**Referring expression pointing data**
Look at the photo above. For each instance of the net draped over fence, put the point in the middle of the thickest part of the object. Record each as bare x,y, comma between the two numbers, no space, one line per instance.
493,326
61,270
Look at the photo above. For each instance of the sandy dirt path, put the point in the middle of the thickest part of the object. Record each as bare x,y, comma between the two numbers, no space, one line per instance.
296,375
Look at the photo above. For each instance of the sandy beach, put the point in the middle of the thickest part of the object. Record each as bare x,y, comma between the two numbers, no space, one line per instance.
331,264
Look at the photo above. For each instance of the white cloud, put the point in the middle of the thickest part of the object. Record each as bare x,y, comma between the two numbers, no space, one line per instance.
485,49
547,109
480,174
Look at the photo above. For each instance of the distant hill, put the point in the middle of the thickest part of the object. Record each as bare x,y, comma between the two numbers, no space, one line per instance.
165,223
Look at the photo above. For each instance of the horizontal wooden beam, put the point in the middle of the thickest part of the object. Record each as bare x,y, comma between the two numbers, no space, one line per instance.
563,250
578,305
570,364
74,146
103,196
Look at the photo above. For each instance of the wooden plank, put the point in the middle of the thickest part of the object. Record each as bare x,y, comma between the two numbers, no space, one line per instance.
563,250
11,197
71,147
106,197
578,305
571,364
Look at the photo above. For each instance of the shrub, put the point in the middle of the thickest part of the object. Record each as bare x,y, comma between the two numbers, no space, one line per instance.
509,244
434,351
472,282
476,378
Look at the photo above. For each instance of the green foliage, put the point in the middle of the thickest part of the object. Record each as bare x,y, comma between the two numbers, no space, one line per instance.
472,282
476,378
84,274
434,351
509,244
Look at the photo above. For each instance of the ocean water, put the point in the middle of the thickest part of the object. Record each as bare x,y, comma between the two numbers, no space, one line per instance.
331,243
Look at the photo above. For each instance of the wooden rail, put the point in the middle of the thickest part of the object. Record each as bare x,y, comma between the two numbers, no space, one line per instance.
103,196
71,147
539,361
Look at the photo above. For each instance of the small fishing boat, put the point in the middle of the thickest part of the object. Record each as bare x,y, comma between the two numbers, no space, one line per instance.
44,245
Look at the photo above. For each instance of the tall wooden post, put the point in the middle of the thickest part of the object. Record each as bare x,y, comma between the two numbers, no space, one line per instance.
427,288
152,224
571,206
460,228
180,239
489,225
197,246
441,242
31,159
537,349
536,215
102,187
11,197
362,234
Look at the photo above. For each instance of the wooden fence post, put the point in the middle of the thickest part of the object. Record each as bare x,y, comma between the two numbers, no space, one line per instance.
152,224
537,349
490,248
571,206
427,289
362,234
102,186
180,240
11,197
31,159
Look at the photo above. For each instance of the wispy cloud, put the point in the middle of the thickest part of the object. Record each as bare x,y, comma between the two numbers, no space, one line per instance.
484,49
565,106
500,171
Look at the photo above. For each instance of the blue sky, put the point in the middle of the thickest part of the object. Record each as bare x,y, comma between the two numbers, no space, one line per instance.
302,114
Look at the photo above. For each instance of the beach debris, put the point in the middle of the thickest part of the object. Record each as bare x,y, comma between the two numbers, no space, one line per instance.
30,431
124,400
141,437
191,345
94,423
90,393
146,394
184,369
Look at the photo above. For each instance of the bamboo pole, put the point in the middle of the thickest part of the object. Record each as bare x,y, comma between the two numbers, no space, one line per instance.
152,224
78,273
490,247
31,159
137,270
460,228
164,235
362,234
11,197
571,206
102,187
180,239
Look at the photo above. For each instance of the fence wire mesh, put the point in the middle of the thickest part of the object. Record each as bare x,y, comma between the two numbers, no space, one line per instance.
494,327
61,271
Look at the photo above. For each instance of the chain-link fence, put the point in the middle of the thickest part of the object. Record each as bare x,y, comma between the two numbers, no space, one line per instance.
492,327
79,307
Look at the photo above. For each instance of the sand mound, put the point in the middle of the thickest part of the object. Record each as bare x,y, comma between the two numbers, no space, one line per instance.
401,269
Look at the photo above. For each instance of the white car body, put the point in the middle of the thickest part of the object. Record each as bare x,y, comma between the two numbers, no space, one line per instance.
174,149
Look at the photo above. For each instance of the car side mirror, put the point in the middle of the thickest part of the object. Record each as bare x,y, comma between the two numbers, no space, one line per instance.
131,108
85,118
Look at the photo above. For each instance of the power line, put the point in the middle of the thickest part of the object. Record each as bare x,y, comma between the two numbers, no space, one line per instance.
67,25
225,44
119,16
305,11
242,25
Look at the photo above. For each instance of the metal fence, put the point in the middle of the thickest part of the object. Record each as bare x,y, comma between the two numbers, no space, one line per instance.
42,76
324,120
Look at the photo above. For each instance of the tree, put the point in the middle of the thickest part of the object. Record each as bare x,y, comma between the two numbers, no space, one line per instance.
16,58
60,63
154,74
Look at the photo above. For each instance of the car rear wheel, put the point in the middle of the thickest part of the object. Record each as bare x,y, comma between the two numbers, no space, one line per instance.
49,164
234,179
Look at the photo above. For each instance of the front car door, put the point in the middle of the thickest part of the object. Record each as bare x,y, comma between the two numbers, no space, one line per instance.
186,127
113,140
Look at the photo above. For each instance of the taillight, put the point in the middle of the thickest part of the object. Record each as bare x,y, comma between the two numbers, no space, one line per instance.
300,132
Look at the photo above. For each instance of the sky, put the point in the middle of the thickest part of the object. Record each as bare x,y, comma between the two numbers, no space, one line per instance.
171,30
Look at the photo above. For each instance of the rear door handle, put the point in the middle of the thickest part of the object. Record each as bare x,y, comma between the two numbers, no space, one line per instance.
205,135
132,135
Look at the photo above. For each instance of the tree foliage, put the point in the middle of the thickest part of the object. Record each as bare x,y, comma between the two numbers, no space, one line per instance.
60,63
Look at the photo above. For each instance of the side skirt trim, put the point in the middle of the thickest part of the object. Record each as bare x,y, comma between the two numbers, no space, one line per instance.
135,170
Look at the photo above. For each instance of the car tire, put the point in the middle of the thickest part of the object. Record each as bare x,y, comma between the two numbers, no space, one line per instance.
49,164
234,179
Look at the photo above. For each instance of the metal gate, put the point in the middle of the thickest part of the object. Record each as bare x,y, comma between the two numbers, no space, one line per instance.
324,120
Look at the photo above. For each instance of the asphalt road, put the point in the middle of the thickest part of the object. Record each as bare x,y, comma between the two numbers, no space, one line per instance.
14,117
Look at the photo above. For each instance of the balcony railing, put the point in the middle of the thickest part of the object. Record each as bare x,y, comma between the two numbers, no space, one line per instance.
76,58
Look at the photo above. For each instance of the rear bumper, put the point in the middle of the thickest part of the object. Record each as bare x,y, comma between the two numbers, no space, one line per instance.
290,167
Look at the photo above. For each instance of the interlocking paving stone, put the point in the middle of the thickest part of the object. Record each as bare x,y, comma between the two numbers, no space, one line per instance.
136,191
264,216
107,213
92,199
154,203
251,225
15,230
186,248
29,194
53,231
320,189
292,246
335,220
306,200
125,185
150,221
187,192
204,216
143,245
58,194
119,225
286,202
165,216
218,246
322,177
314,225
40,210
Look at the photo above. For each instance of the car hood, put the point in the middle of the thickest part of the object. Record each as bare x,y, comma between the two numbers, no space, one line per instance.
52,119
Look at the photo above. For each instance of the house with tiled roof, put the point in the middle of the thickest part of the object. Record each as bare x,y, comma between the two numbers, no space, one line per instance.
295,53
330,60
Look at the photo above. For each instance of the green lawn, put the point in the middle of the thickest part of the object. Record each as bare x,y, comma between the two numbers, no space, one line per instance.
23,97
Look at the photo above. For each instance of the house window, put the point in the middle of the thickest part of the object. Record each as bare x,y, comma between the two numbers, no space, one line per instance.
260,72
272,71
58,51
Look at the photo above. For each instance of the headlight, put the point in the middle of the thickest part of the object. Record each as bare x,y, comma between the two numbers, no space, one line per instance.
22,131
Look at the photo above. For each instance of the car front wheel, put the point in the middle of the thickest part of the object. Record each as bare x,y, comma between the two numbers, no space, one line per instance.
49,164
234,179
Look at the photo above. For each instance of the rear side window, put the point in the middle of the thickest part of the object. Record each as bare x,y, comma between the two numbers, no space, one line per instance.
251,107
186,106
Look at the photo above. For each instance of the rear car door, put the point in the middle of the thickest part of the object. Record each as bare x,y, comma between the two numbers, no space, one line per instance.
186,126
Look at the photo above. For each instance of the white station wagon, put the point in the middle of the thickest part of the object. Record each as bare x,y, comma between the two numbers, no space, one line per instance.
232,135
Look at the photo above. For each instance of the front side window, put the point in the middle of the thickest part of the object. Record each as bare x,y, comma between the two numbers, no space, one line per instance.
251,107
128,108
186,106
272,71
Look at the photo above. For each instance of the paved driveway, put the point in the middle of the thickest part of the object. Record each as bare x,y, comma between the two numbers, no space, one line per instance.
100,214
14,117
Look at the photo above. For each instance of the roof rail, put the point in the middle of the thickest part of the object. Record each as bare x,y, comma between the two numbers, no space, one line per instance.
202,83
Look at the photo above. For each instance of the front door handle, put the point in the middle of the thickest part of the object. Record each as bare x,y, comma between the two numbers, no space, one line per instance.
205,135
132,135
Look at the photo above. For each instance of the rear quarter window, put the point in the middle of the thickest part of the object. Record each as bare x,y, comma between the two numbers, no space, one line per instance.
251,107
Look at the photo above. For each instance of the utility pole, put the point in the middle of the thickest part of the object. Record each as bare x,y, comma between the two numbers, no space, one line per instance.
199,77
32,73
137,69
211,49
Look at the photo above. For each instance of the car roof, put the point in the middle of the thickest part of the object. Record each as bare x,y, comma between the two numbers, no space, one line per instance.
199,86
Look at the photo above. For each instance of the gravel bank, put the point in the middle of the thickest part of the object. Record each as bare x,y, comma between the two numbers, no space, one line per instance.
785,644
--
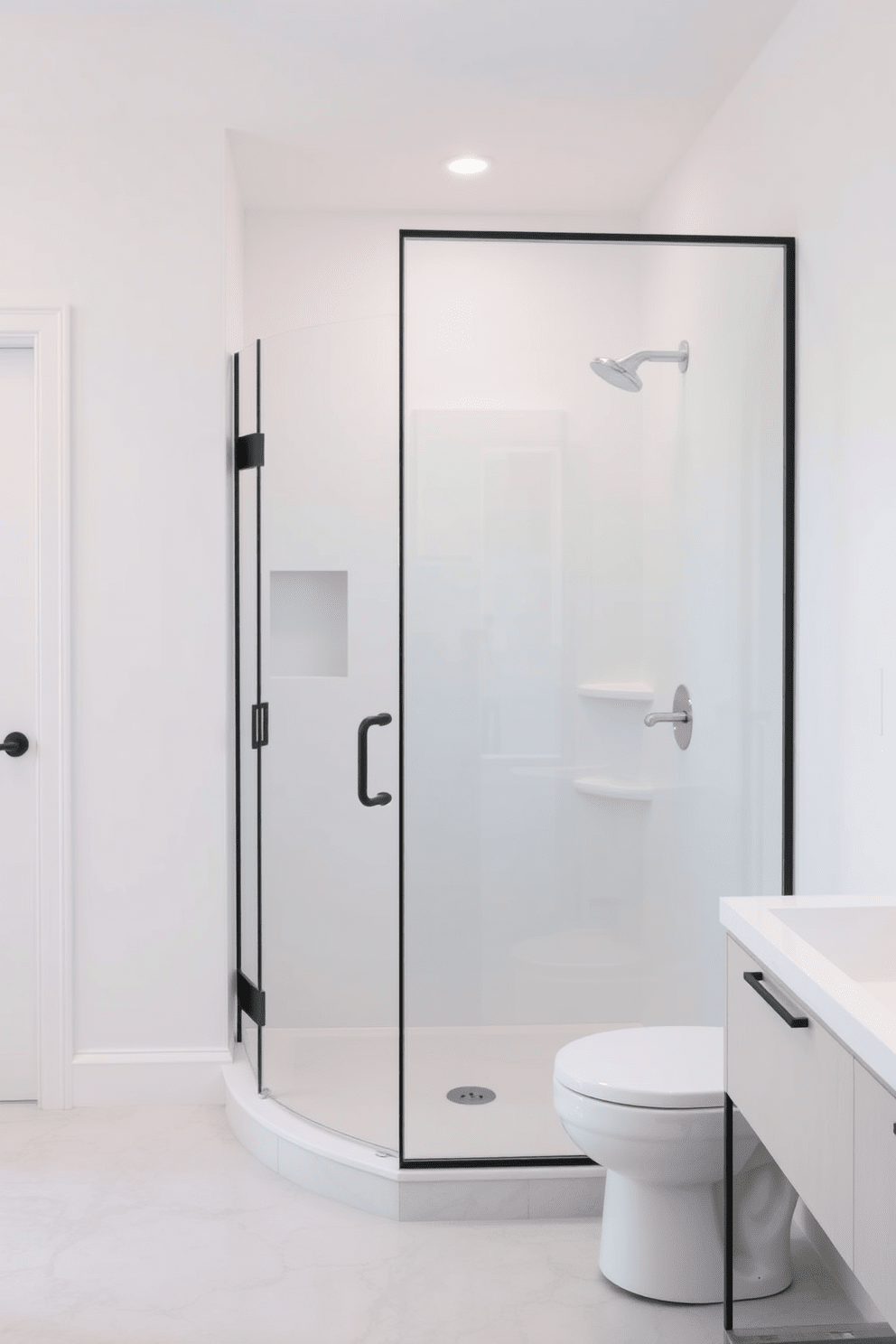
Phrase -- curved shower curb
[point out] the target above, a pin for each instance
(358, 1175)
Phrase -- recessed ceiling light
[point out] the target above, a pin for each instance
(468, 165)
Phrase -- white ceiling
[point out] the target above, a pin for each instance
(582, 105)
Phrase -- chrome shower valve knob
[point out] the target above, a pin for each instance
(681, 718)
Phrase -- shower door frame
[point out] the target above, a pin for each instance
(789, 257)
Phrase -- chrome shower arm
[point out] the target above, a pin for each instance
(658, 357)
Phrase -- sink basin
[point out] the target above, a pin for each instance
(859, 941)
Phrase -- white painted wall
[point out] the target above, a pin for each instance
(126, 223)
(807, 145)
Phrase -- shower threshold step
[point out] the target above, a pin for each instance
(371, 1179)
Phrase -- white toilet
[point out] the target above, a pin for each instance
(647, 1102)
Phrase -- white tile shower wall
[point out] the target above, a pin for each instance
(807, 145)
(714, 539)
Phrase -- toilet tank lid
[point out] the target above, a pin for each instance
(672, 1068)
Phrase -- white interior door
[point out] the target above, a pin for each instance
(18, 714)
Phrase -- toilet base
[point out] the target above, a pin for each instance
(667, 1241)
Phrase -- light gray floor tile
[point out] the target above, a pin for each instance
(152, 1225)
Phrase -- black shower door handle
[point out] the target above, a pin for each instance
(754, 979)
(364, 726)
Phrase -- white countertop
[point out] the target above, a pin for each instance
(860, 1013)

**ABOUT THIS TASK**
Whenever a line above has the word "chrome" in it, copy that line.

**ANSWER BOX**
Phrase -- chrome shower valve knob
Phrase -- chrome shower arm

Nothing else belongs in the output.